**Exercise details**
Every record should be repeated exactly, except that pictures are left out.

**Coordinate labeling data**
=====

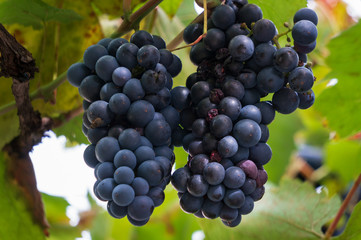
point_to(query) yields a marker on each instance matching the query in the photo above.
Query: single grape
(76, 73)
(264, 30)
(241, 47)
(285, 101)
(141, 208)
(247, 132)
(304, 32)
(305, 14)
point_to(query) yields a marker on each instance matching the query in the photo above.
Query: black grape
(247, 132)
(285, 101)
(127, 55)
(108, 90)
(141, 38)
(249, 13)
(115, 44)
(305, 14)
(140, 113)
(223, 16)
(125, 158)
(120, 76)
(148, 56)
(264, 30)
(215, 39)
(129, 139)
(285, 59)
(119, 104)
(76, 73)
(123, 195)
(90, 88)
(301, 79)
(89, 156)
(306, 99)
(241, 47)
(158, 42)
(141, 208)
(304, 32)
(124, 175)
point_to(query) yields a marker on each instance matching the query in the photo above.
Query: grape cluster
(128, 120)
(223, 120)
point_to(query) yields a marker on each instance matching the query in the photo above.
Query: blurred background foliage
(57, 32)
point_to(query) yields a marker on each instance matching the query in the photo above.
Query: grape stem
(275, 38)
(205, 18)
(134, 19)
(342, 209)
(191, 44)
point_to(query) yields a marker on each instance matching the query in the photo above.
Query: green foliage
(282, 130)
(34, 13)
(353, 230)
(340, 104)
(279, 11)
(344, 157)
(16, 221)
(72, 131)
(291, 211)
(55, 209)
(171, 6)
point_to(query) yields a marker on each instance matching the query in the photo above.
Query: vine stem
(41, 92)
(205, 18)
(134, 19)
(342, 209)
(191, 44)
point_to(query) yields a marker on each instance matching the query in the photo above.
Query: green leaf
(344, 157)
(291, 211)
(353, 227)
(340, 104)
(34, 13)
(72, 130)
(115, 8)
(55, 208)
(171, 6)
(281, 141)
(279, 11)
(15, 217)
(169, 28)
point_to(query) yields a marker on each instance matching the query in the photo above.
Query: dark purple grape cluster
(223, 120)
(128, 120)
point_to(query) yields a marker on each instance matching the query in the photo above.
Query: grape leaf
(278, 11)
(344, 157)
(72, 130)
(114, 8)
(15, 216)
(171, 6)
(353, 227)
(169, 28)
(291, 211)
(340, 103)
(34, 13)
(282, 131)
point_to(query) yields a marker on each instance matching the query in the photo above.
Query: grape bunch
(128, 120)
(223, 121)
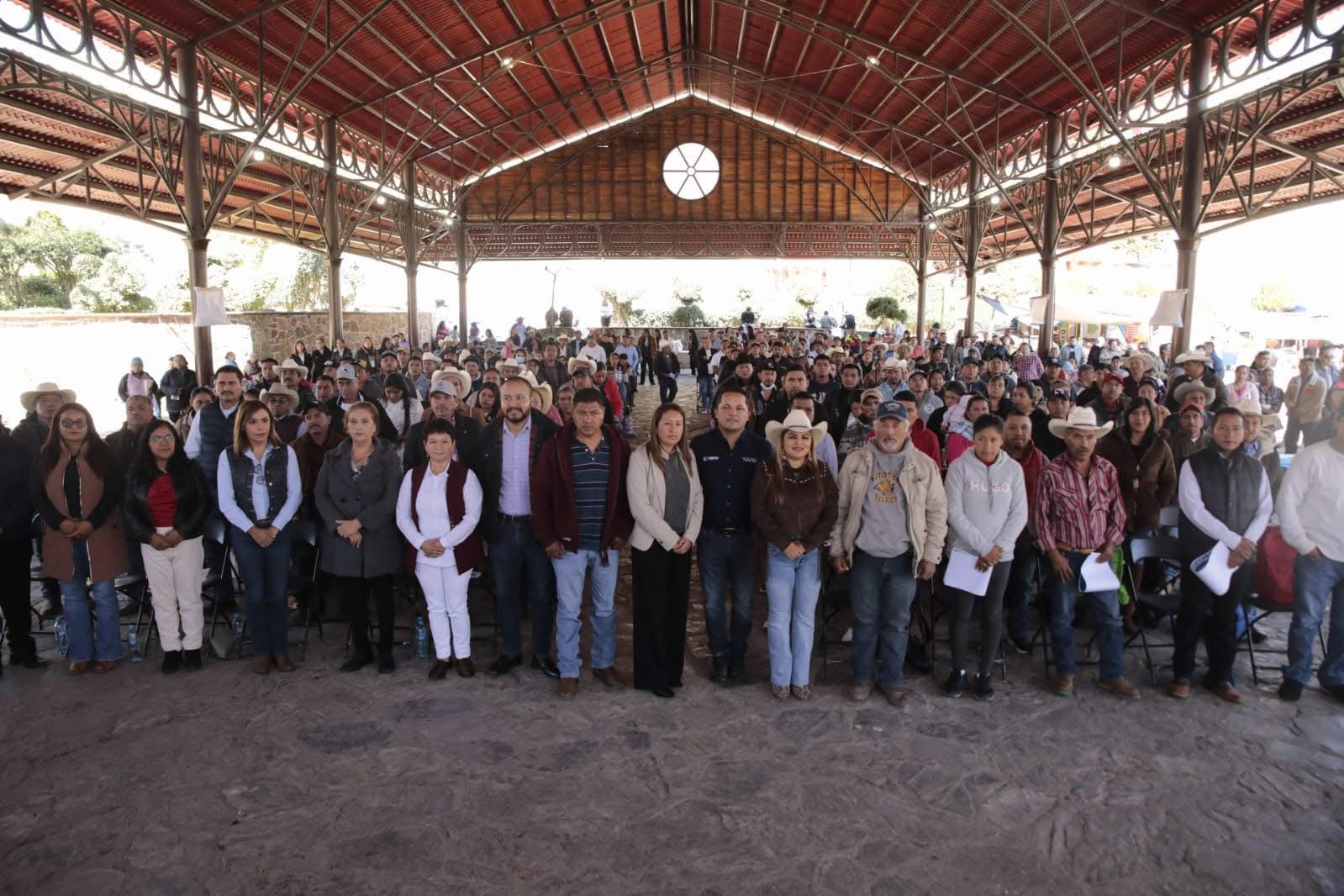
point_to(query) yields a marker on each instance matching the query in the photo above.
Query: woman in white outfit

=====

**Task response**
point_to(query) yields a marker on each instance matching the query in the photo above.
Query: single grape
(76, 73)
(264, 30)
(241, 47)
(285, 101)
(141, 208)
(247, 132)
(304, 32)
(305, 14)
point_to(query) yields a marker on each instance matching the query in the photo above.
Query: black grape
(247, 132)
(285, 101)
(127, 55)
(108, 90)
(141, 38)
(249, 13)
(115, 44)
(305, 14)
(140, 113)
(223, 16)
(125, 158)
(120, 76)
(148, 56)
(264, 30)
(215, 39)
(129, 139)
(285, 59)
(119, 104)
(76, 73)
(123, 195)
(90, 88)
(301, 79)
(89, 156)
(306, 99)
(241, 47)
(158, 42)
(141, 208)
(304, 32)
(124, 175)
point_to(query) yields a marker on each instance matching the query in the photo above.
Query: grape cluster
(128, 120)
(223, 120)
point_to(query) yields a marker on each instance matching the query in the photo above.
Query: blurred background foliage
(57, 32)
point_to(query) yields a marker on each instance matching the query in the photo above.
Query: grape stem
(275, 38)
(205, 18)
(134, 19)
(342, 209)
(191, 44)
point_to(query) yields a marker on each instance matching the query in the photo above.
Query: green foliage
(282, 130)
(34, 13)
(353, 230)
(340, 104)
(279, 11)
(344, 157)
(16, 221)
(72, 131)
(291, 211)
(55, 209)
(171, 6)
point_to(query) yields a marker on each instance matching the query in the photo above.
Query: vine stem
(41, 92)
(205, 18)
(134, 19)
(342, 209)
(191, 44)
point_to(query) yields a marker on each instance matching the query in the photo above.
Query: green leaf
(344, 157)
(291, 211)
(353, 227)
(340, 104)
(34, 13)
(72, 130)
(115, 8)
(55, 208)
(171, 6)
(281, 141)
(279, 11)
(15, 217)
(169, 28)
point_to(query) yields a marker on each instance matching the query in the photo above.
Query: dark purple grape cluster
(223, 120)
(128, 120)
point_to(query) yields a marker on each instance matching the query in the photo above.
Query: grape leaf
(278, 11)
(344, 157)
(72, 130)
(114, 8)
(15, 216)
(171, 6)
(353, 227)
(169, 28)
(291, 211)
(340, 103)
(34, 13)
(282, 131)
point_to(query) yields a marker on each instance matching the query in the photo above.
Query: grape bunch
(128, 120)
(223, 121)
point_to(query) yields a marker on each instance matching the query in the photo above.
Query: woman in white outfit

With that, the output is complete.